### THE EXERCISE
Reproduce every one of the rows below word for word, leaving out the pictures.

### EXERCISE DATA
────────
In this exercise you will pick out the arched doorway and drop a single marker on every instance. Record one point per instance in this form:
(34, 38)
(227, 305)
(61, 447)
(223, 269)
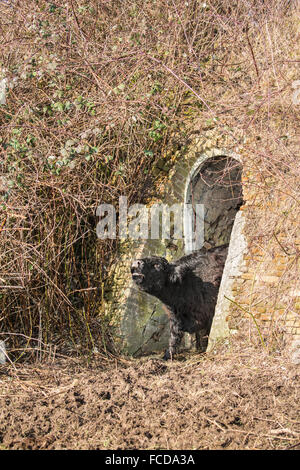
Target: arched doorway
(216, 184)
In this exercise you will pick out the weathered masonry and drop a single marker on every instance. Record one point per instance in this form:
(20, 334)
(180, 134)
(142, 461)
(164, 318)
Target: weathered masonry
(256, 289)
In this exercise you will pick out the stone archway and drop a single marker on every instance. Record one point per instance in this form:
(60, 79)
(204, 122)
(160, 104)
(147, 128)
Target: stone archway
(214, 182)
(212, 179)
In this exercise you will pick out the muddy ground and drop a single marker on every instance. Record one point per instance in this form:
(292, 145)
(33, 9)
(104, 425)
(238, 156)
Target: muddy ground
(228, 399)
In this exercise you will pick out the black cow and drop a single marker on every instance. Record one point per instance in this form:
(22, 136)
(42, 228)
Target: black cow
(188, 287)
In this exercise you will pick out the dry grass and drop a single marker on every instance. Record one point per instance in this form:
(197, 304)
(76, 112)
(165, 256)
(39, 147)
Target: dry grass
(98, 92)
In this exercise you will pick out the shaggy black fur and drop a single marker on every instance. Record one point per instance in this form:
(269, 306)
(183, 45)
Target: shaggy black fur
(188, 288)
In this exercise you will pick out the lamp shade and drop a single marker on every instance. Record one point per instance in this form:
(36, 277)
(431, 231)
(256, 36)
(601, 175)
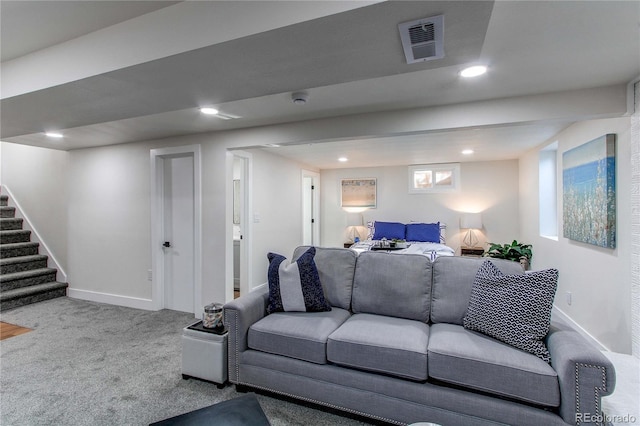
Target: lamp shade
(354, 219)
(471, 221)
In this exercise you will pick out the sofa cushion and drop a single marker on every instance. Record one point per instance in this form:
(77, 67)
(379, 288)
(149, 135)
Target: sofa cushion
(397, 285)
(453, 278)
(473, 360)
(296, 334)
(387, 345)
(515, 309)
(336, 267)
(295, 286)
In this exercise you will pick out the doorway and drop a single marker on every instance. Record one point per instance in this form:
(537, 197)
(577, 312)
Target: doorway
(176, 223)
(310, 208)
(241, 181)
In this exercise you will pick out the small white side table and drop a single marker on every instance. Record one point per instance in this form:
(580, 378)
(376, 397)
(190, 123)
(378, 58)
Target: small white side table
(204, 354)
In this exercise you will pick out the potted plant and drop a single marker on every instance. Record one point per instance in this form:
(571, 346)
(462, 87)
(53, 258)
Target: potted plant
(515, 251)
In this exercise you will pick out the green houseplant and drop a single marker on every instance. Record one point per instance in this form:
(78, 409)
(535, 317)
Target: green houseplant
(515, 251)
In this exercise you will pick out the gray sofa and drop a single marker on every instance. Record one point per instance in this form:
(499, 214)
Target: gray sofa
(393, 348)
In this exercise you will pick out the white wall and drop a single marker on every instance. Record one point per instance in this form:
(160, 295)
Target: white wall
(109, 218)
(37, 177)
(487, 187)
(599, 279)
(109, 221)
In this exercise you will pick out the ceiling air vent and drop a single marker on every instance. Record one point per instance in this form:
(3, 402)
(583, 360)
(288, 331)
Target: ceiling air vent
(422, 40)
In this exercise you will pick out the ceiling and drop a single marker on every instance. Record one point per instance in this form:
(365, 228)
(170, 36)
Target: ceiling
(346, 55)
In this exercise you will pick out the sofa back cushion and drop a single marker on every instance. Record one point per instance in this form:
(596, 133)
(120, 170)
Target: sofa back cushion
(336, 268)
(453, 278)
(396, 285)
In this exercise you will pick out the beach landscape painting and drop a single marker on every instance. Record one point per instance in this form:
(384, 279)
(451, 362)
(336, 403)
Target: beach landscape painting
(589, 192)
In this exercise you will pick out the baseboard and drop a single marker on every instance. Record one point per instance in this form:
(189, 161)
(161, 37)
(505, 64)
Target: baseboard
(558, 314)
(111, 299)
(259, 287)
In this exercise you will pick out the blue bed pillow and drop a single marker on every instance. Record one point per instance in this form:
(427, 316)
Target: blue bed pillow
(295, 287)
(427, 232)
(388, 230)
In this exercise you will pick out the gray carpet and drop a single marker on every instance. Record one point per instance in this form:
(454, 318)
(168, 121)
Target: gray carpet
(87, 363)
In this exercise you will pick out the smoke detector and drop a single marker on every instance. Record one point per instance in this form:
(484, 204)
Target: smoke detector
(423, 39)
(299, 98)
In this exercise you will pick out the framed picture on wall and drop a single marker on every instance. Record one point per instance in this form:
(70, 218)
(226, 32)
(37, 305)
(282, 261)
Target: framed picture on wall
(358, 193)
(589, 192)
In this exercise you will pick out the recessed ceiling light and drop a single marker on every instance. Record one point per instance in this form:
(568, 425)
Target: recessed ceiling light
(473, 71)
(209, 111)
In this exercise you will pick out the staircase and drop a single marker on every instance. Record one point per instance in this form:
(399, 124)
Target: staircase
(24, 276)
────────
### REPLY TO THE TASK
In this exercise you will pick out the arched doorway and drop a single marker on every instance. Record one point per instance in this form:
(34, 38)
(227, 305)
(61, 447)
(223, 269)
Target: arched doorway
(216, 184)
In this exercise you will pick out the weathered masonry and drop a single marker on every instance. Record one point per instance in this form:
(20, 334)
(180, 134)
(142, 461)
(164, 318)
Target: weathered masonry
(256, 289)
In this exercise you will pick out the stone archway and drop a single marker on every instance. Record one point per instance in this form:
(60, 79)
(204, 122)
(160, 104)
(147, 128)
Target: stone archway
(214, 182)
(212, 179)
In this exercise you will pick out the muddy ground and drop a single marker on every instance. Record one point per instance in this form:
(292, 145)
(33, 9)
(104, 425)
(238, 156)
Target: muddy ground
(228, 399)
In this exercise you will pick out the black cow and drop a single marker on every instance. Record one point per instance in this form:
(22, 136)
(42, 228)
Target: black cow
(188, 287)
In this exercise you will pick out the dry grass and drop a single marker on every instance. Record one point per instance in this form:
(197, 304)
(76, 112)
(165, 256)
(39, 147)
Target: dry grass
(98, 92)
In this exercise you will pick out the shaggy black fur and drop a single marker on every instance. Record one point per instance in this form:
(269, 306)
(183, 45)
Target: shaggy black fur
(188, 288)
In this exercise you will pick out the lamp shade and drop a single marker on every instance. Record one point per instance in this form:
(36, 277)
(431, 231)
(256, 36)
(601, 175)
Target: lamp shade
(354, 219)
(471, 221)
In this exercise you will pick out the sofa cushion and drop a single marker on every instance. Record one point per instance in this form:
(77, 67)
(379, 288)
(149, 135)
Target: sofa cushion
(397, 285)
(453, 278)
(473, 360)
(296, 334)
(387, 345)
(515, 309)
(336, 267)
(295, 286)
In this exercise you will pick out the doorway and drop a single marker on every instance. Record one point per instance in this form:
(537, 197)
(577, 312)
Target: doorway
(176, 223)
(310, 208)
(241, 181)
In this exercise you will pick out the small white side table and drop a single marker on every instance. Record one point per instance in this form:
(580, 378)
(376, 397)
(190, 123)
(378, 58)
Target: small white side table
(204, 354)
In this exercise you will pick out the potted plant and drop a single marker on every instance. Record one point per instance in this form:
(571, 346)
(462, 87)
(53, 258)
Target: potted plant
(515, 251)
In this exercise you will pick out the green houseplant and drop a single marker on every instance. Record one point per instance in this form:
(78, 409)
(535, 317)
Target: green houseplant
(515, 251)
In this exercise you will pick out the gray sofa and drop a single marker on every instance. Record one point per instance in this form:
(499, 214)
Target: gray sofa
(393, 348)
In this exercise you will pick out the white wall and drop a single marker on every instance. Record one point per instance in this form:
(160, 295)
Target: white wall
(109, 218)
(37, 177)
(487, 187)
(599, 279)
(109, 221)
In this exercise you will pick out the ceiling air vent and drop a single marker on every instance. Record one point per instance in this form:
(3, 402)
(583, 360)
(288, 331)
Target: ceiling air vent
(422, 40)
In this exercise you will pick out the ceiling and drop a single marker on every instance. Record one point per instance in this form:
(365, 228)
(170, 36)
Target: ceiling
(346, 55)
In this exercise you will pick out the sofa back cushion and drop a single marker on every instance. Record one point per instance in this form:
(596, 133)
(120, 170)
Target: sofa back cushion
(336, 268)
(453, 278)
(396, 285)
In this exercise you will pick out the beach landscape painting and drop a single marker on every instance. Record one point per instance in this form:
(384, 279)
(451, 362)
(336, 403)
Target: beach landscape painting
(589, 192)
In this exercise you will pick out the baseboard and drop a single marker on every instance. Record one point per instance in this form:
(189, 161)
(161, 37)
(505, 64)
Target: baseboard
(558, 314)
(111, 299)
(259, 287)
In this exercise you will pick out the blue bed pillow and drop a single marker on every instance. Record one point per instance in this form:
(427, 316)
Target: blue bed pillow
(295, 287)
(427, 232)
(388, 230)
In this exercise you will pick out the gray carpet and drop a single marker on every instance. Record one point per instance in this form:
(454, 318)
(168, 121)
Target: gray carpet
(87, 363)
In this exercise you will pick out the smoke detector and drop a single marker on every instance. Record one point per instance in this form:
(484, 204)
Target: smoke detector
(423, 39)
(299, 98)
In this exercise you will pick out the framed picture on wall and drop a single marker on every instance. Record one point per instance in this form:
(70, 218)
(226, 32)
(37, 305)
(282, 261)
Target: framed picture on wall
(358, 193)
(589, 192)
In this exercise you will pick out the recessed ceiling light and drop a single marker on every instance. Record one point per instance in this form:
(568, 425)
Target: recessed ceiling light
(473, 71)
(209, 111)
In this exercise you will pick out the staircase and drop a single marker on every instance. Record one point per instance in this form:
(399, 124)
Target: staircase
(24, 276)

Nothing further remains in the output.